### Page text
Why Populism Leads to Kakistocracy

Monday, February 02, 2026

It's about a 20 minute read, but I highly recommend Richard Hanania's thought-provoking essay titled "Kakistocracy as a Natural Result of Populism" for its exploration of what populist means, and of what we can learn by looking at the track records of successful populist movements across the globe.

I am impressed with Hanania's successful navigation of both the vagueness of the term populist and the problem of finding concrete data to make his point about the adverse outcomes of populism.

A notable reason populism leads to poor government is that the blanket skepticism of institutions and "elites" that puts a populist into power comes from a kind of poor thinking that will insulate the populist leader from scrutiny:

The problem with a less educated support base is that it simply has a less accurate understanding of the world. In fact, I think the problem is much worse than a simple analysis of voting patterns by educational attainment would suggest. Populists not only often fail to appeal to college graduates as a broad class, but they do particularly poorly among the small slice of the public that is the most informed about policy and current events, like journalists and academics.

...

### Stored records
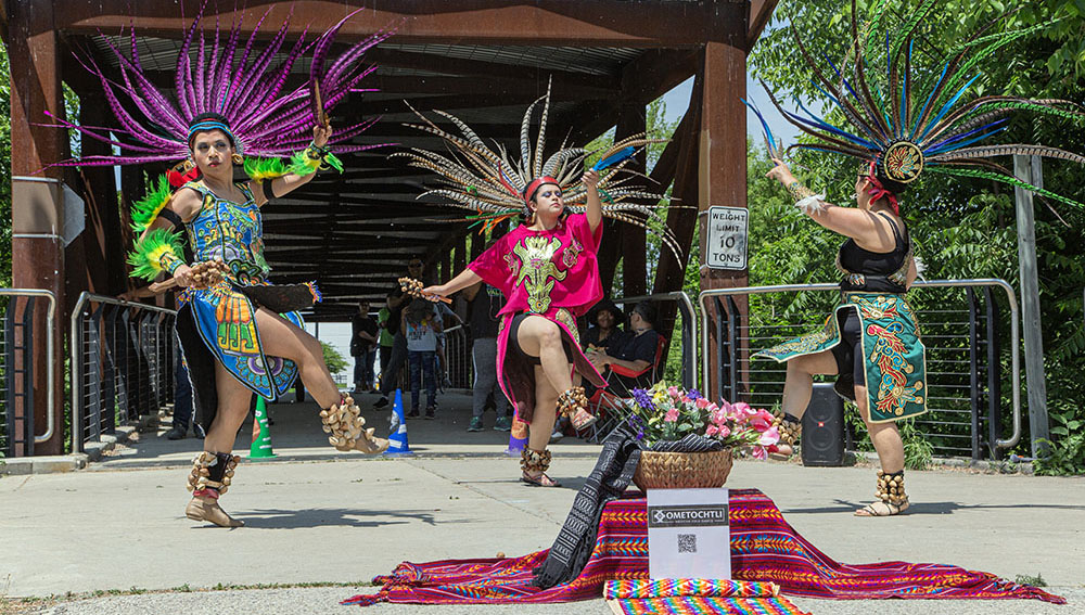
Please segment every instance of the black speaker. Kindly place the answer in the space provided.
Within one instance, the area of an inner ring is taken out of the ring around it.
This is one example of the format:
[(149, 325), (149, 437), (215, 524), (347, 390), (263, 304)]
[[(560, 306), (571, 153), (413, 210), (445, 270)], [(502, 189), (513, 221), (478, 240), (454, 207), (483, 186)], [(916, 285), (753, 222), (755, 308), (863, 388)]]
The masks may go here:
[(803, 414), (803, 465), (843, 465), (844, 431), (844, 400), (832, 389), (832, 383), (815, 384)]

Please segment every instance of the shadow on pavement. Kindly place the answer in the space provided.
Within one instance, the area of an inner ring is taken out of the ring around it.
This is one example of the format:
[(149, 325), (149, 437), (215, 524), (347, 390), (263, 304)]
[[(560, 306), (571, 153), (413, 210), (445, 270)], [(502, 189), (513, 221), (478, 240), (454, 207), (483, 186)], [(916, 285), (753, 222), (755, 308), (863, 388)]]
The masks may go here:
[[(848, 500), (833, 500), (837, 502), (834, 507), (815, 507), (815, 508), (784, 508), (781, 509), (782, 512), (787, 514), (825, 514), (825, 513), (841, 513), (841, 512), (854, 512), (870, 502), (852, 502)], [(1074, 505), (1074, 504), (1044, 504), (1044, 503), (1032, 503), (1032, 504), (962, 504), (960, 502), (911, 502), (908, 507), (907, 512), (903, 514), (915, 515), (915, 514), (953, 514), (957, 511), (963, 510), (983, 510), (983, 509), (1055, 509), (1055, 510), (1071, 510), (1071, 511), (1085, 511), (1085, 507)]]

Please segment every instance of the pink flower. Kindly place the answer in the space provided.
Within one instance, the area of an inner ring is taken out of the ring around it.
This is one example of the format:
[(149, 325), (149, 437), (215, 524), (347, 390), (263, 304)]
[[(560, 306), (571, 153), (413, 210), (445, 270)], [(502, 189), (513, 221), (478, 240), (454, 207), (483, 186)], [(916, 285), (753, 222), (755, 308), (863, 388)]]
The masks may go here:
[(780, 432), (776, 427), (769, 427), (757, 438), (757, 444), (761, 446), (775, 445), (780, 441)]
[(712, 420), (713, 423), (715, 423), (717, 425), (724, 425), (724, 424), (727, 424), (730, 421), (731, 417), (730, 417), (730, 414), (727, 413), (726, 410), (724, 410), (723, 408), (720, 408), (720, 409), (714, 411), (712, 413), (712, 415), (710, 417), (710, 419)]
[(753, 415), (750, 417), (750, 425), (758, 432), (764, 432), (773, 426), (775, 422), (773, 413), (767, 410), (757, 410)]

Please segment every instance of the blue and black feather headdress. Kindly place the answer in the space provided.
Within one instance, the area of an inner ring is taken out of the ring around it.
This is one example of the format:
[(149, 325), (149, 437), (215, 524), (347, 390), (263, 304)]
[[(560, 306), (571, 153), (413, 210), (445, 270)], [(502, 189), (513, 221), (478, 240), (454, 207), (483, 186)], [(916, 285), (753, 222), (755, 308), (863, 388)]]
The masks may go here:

---

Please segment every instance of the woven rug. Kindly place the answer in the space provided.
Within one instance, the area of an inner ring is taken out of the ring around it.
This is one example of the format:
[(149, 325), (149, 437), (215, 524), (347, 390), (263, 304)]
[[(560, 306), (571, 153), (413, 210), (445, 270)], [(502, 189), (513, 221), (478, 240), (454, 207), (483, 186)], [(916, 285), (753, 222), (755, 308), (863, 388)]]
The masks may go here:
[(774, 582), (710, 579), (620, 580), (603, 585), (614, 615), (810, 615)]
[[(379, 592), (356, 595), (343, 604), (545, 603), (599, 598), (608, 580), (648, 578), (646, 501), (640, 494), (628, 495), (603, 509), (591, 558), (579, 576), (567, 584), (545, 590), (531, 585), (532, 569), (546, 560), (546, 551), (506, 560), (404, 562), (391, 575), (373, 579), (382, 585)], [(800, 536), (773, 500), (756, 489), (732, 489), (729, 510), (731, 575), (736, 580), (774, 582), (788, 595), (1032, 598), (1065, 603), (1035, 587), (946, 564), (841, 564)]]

* * *

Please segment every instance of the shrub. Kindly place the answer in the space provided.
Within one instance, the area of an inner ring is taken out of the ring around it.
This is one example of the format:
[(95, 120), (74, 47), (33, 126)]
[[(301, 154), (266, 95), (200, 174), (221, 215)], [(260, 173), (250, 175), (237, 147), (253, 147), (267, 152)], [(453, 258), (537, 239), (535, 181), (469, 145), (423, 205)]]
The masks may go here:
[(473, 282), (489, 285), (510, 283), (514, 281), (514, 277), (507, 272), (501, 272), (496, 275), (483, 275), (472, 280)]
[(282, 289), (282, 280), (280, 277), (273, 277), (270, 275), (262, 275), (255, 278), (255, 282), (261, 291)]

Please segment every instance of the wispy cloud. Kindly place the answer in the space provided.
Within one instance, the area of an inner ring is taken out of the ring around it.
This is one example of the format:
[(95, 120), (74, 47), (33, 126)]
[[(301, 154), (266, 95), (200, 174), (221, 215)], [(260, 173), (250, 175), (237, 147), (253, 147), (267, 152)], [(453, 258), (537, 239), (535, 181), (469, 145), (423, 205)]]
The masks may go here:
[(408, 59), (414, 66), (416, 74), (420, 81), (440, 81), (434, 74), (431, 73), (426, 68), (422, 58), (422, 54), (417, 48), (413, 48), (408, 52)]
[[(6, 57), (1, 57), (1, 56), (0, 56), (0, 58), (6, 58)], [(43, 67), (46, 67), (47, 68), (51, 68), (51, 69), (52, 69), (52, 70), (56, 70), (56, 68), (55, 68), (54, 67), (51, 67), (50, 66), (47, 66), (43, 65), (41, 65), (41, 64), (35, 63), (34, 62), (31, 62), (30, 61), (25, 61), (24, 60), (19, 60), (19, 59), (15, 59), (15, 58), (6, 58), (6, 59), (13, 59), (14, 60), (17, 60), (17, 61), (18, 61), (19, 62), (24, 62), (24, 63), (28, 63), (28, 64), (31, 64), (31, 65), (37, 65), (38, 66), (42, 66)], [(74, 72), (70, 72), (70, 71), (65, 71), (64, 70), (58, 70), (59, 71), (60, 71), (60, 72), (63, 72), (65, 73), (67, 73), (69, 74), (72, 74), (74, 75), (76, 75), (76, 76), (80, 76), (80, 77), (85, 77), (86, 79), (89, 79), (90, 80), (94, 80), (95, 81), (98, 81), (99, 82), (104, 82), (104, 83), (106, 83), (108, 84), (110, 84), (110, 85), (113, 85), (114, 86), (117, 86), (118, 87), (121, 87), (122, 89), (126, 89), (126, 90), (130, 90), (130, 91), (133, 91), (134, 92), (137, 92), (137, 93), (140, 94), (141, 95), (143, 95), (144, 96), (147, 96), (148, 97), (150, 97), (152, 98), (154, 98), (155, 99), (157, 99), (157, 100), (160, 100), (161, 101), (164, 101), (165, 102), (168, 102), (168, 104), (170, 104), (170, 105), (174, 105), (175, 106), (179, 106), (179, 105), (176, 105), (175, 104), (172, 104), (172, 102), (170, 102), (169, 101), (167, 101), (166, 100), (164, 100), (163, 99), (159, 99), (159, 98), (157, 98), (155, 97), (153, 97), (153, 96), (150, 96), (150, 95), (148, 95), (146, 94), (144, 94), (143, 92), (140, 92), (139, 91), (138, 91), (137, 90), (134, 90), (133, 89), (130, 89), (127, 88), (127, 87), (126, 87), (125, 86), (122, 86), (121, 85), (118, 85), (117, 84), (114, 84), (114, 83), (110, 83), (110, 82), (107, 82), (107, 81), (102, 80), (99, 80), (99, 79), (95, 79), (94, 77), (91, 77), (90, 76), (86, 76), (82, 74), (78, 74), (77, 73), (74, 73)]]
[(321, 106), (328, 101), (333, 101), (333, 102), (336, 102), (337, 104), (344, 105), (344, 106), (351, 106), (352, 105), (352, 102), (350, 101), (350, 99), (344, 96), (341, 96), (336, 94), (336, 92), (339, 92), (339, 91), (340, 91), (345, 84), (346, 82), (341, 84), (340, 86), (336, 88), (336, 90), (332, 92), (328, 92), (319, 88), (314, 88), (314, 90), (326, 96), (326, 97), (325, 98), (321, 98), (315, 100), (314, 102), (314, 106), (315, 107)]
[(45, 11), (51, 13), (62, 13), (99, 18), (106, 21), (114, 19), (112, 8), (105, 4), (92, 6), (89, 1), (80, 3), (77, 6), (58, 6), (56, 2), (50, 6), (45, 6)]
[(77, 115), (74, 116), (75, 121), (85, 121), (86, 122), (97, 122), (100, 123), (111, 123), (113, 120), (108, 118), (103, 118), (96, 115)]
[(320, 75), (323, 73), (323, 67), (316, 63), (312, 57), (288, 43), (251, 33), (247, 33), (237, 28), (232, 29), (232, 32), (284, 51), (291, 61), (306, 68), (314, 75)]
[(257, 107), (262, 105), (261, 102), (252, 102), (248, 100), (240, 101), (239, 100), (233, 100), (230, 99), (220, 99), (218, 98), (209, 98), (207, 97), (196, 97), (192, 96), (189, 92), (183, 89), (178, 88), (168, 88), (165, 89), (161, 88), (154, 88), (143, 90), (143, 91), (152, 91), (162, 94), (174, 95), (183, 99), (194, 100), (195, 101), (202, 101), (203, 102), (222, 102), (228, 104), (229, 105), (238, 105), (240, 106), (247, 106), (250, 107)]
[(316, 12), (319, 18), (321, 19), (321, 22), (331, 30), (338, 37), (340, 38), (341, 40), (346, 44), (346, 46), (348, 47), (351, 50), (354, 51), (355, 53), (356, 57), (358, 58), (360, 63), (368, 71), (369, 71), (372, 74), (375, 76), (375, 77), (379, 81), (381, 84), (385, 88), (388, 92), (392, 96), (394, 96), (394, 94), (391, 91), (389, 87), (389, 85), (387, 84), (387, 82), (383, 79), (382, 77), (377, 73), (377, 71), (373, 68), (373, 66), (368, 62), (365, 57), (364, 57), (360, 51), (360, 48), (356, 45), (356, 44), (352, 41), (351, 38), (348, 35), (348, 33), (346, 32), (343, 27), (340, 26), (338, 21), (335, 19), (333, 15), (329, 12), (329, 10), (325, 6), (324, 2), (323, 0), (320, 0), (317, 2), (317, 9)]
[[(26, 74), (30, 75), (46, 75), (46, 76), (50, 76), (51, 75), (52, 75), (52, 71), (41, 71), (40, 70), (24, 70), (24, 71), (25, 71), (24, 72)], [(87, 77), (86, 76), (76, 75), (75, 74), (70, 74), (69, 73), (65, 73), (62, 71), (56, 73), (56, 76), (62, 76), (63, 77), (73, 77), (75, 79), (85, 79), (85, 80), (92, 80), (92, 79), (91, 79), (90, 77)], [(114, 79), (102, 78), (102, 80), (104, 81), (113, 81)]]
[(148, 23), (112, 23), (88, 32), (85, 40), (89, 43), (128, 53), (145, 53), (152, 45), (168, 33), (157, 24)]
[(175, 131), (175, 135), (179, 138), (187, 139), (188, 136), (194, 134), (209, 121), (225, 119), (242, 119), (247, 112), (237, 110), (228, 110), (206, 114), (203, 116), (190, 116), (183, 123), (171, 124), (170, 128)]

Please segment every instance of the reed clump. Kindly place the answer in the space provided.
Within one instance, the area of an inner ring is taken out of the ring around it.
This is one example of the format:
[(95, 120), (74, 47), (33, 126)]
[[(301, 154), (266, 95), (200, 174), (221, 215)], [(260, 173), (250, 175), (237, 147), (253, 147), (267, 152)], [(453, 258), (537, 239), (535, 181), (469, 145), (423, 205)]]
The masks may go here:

### Problem requirements
From the quoted passage in the post on populism and kakistocracy, list every group of people that populists are said to fail to appeal to or to do poorly among. The stored data play no part in the work that comes next.

### Reply to the exercise
- College graduates as a broad class
- The small slice of the public that is the most informed about policy and current events
- Journalists
- Academics